Exercise: Begin with the line in which "point per instance: palm tree" appears and end with the final line of the entries. Retype each one exactly and add nothing.

Information shown:
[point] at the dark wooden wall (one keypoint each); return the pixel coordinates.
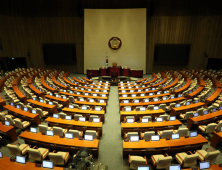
(25, 25)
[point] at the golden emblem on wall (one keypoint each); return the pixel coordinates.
(114, 43)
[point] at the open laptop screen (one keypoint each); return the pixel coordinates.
(47, 164)
(20, 159)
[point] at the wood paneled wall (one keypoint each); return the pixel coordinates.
(26, 25)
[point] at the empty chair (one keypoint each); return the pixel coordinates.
(186, 115)
(146, 135)
(182, 131)
(19, 149)
(59, 158)
(76, 133)
(128, 134)
(211, 156)
(38, 154)
(44, 128)
(59, 131)
(92, 132)
(210, 128)
(135, 161)
(165, 133)
(150, 107)
(186, 160)
(161, 161)
(162, 106)
(21, 125)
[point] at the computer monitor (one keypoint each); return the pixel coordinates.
(145, 120)
(204, 165)
(142, 108)
(20, 159)
(159, 119)
(134, 138)
(155, 138)
(130, 120)
(175, 136)
(88, 137)
(97, 108)
(96, 120)
(174, 167)
(128, 109)
(177, 105)
(156, 108)
(82, 119)
(55, 116)
(195, 114)
(172, 118)
(33, 129)
(7, 123)
(49, 133)
(47, 164)
(193, 134)
(67, 117)
(71, 106)
(69, 135)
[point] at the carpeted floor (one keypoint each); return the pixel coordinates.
(110, 145)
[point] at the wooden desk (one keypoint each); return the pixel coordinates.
(139, 114)
(205, 119)
(61, 144)
(76, 125)
(34, 118)
(167, 102)
(177, 110)
(8, 131)
(217, 137)
(44, 106)
(163, 146)
(85, 113)
(64, 102)
(150, 126)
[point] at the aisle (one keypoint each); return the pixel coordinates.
(110, 152)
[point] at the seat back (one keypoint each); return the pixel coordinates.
(164, 162)
(56, 158)
(166, 134)
(147, 135)
(183, 132)
(14, 150)
(190, 160)
(212, 156)
(34, 154)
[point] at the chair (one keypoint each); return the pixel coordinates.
(210, 128)
(186, 115)
(161, 161)
(211, 156)
(182, 131)
(38, 154)
(92, 132)
(135, 161)
(59, 158)
(146, 135)
(59, 131)
(76, 133)
(186, 160)
(44, 128)
(21, 125)
(128, 134)
(165, 133)
(18, 150)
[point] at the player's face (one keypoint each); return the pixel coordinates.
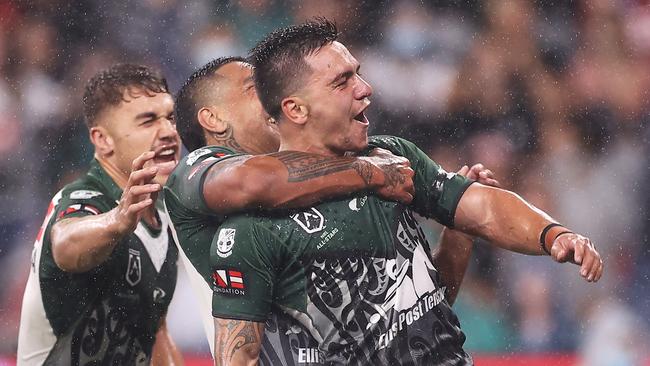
(143, 122)
(253, 130)
(337, 97)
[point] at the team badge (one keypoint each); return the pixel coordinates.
(134, 269)
(312, 221)
(225, 242)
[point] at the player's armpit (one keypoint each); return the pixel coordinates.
(451, 259)
(237, 342)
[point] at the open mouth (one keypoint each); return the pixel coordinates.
(166, 153)
(361, 117)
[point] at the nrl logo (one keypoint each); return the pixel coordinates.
(225, 242)
(134, 269)
(195, 155)
(311, 221)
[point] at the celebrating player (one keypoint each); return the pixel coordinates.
(350, 281)
(220, 117)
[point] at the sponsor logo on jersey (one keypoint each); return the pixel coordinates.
(79, 207)
(84, 194)
(225, 242)
(195, 155)
(228, 281)
(357, 203)
(312, 221)
(134, 269)
(158, 295)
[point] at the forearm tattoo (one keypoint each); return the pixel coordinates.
(303, 166)
(234, 335)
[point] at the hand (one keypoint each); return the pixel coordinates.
(397, 176)
(139, 194)
(480, 174)
(578, 249)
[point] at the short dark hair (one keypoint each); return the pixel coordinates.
(189, 100)
(279, 60)
(108, 86)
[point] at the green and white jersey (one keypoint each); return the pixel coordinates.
(194, 224)
(347, 282)
(110, 314)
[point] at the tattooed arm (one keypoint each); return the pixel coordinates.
(291, 179)
(237, 342)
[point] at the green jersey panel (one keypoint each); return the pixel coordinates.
(194, 223)
(111, 313)
(349, 281)
(437, 192)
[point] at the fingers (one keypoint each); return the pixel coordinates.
(135, 208)
(138, 177)
(579, 250)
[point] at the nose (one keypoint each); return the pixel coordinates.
(363, 89)
(167, 130)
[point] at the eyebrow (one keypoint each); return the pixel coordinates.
(146, 115)
(345, 74)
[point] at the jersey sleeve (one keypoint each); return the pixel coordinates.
(81, 202)
(437, 192)
(243, 270)
(185, 185)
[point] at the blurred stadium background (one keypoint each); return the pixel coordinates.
(551, 95)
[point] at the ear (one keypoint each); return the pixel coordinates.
(104, 143)
(295, 109)
(210, 121)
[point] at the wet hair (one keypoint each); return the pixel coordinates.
(279, 60)
(190, 99)
(107, 87)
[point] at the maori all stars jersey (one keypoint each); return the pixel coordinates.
(110, 314)
(347, 282)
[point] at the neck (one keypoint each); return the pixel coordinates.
(113, 171)
(300, 140)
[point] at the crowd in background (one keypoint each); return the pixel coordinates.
(553, 96)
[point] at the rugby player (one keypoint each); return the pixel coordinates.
(218, 114)
(350, 281)
(103, 268)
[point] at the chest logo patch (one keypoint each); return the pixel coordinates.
(225, 242)
(357, 203)
(134, 269)
(312, 221)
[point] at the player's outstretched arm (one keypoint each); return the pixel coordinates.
(290, 179)
(165, 352)
(237, 342)
(455, 248)
(82, 243)
(510, 222)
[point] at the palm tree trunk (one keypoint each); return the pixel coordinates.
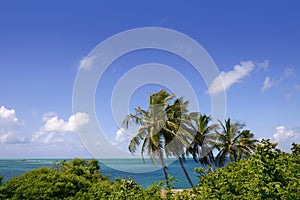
(185, 172)
(164, 168)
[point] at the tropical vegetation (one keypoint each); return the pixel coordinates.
(234, 165)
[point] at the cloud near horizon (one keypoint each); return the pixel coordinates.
(226, 79)
(55, 128)
(9, 126)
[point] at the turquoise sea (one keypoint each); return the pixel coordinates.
(10, 168)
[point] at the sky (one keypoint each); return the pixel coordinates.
(45, 45)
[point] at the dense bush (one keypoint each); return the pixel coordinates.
(77, 179)
(267, 174)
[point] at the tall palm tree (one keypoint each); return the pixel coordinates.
(152, 123)
(203, 143)
(177, 135)
(233, 142)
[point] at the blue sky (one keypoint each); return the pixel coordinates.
(254, 44)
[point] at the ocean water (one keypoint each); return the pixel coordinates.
(122, 168)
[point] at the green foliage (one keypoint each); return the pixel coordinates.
(77, 179)
(1, 178)
(267, 174)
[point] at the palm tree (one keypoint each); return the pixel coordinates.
(233, 142)
(177, 135)
(203, 143)
(150, 133)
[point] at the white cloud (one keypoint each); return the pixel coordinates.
(286, 137)
(54, 127)
(9, 126)
(267, 84)
(53, 123)
(87, 62)
(226, 79)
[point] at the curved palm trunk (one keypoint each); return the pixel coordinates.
(164, 168)
(185, 172)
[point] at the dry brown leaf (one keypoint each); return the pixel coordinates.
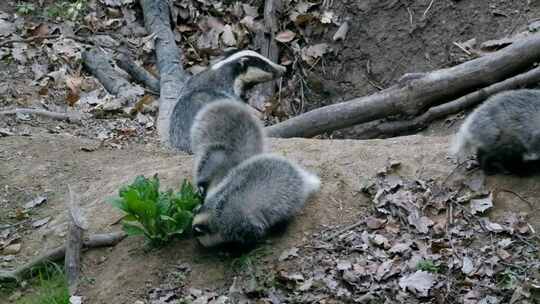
(418, 283)
(481, 205)
(285, 36)
(6, 28)
(250, 11)
(228, 36)
(311, 53)
(375, 223)
(40, 30)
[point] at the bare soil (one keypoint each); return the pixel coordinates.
(386, 39)
(47, 163)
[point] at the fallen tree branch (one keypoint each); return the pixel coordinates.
(99, 64)
(74, 243)
(381, 129)
(69, 117)
(415, 96)
(94, 241)
(138, 73)
(28, 40)
(169, 61)
(268, 47)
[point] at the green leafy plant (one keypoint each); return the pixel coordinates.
(159, 216)
(427, 265)
(25, 8)
(50, 287)
(71, 10)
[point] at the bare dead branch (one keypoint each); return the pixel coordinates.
(74, 243)
(262, 93)
(138, 73)
(99, 64)
(169, 61)
(69, 117)
(28, 40)
(381, 129)
(94, 241)
(410, 99)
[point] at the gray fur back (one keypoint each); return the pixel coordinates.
(228, 122)
(227, 126)
(200, 90)
(512, 115)
(261, 192)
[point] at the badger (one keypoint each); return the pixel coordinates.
(503, 133)
(224, 133)
(262, 192)
(226, 79)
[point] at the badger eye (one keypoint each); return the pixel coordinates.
(202, 187)
(199, 230)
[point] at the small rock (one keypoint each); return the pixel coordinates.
(12, 249)
(35, 202)
(15, 296)
(467, 267)
(41, 222)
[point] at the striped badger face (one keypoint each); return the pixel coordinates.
(250, 68)
(204, 229)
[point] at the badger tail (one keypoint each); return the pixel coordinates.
(312, 183)
(462, 143)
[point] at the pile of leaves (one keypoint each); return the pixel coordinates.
(421, 243)
(159, 216)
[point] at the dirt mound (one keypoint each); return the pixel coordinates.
(122, 274)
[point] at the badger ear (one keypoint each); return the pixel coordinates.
(243, 63)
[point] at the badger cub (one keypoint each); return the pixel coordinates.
(261, 192)
(223, 80)
(503, 133)
(224, 133)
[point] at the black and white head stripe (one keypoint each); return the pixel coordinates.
(258, 59)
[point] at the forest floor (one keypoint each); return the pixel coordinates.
(398, 191)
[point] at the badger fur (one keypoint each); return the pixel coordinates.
(260, 193)
(225, 79)
(224, 133)
(503, 133)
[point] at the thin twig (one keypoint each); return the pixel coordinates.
(70, 117)
(340, 232)
(27, 40)
(94, 241)
(462, 48)
(518, 196)
(428, 8)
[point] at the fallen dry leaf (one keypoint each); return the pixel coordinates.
(285, 36)
(481, 205)
(74, 84)
(418, 283)
(227, 36)
(311, 53)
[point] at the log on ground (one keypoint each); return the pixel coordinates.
(432, 89)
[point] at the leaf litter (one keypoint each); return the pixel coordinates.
(395, 254)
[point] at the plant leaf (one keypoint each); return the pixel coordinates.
(131, 229)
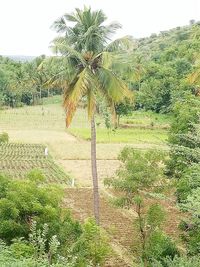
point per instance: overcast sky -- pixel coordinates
(25, 24)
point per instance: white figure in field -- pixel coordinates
(46, 151)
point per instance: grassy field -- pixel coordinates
(45, 124)
(129, 135)
(33, 128)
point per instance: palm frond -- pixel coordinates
(112, 87)
(73, 93)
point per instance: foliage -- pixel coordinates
(139, 171)
(152, 243)
(184, 136)
(23, 201)
(178, 262)
(92, 245)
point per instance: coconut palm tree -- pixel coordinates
(88, 69)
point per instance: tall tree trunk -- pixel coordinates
(94, 171)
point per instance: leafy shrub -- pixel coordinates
(190, 180)
(160, 247)
(139, 171)
(22, 201)
(92, 246)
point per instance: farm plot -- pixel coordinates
(18, 159)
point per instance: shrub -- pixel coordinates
(160, 247)
(22, 201)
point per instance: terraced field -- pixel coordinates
(18, 159)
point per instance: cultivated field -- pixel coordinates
(31, 129)
(17, 160)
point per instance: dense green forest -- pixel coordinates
(162, 74)
(160, 70)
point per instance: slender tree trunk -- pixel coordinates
(94, 171)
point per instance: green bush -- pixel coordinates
(160, 247)
(92, 247)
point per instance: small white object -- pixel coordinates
(46, 151)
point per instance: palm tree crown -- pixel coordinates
(90, 57)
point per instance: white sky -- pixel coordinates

Your solution:
point per instance: palm tree crown -- pixel coordinates
(90, 57)
point per instance: white sky -- pixel coordinates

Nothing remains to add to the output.